-------- EXTRACTED RECORDS --------
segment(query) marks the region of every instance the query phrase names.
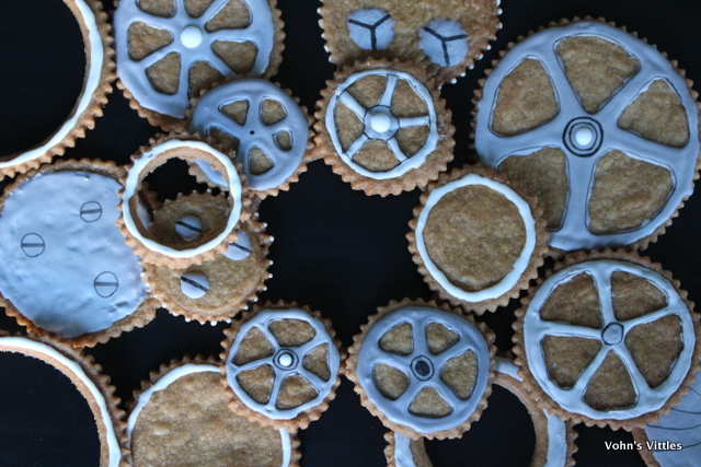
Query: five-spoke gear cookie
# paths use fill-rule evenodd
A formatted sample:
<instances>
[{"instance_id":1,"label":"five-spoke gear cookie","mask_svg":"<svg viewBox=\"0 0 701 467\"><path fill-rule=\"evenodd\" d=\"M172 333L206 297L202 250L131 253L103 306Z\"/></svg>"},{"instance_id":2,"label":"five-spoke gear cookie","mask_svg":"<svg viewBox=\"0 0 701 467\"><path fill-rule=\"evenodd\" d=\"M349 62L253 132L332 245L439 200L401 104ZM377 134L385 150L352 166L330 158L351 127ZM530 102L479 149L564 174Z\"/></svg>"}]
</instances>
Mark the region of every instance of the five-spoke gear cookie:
--------
Return the lines of every item above unchanged, leaving out the pictures.

→ REPLY TO THE TASK
segment(query) marks the region of every instance the query phrase names.
Query: five-spoke gear cookie
# paths use fill-rule evenodd
A formatted sample:
<instances>
[{"instance_id":1,"label":"five-spoke gear cookie","mask_svg":"<svg viewBox=\"0 0 701 467\"><path fill-rule=\"evenodd\" d=\"M172 333L206 297L202 250L131 253L103 306Z\"/></svg>"},{"instance_id":2,"label":"five-spoke gear cookie","mask_svg":"<svg viewBox=\"0 0 701 467\"><path fill-rule=\"evenodd\" d=\"M349 62L253 132L332 245L439 200L401 104ZM377 134L385 150L352 166L330 158L351 127ZM530 102L479 149L564 174Z\"/></svg>"}]
</instances>
Mark the region of every instance of the five-spoke gear cookie:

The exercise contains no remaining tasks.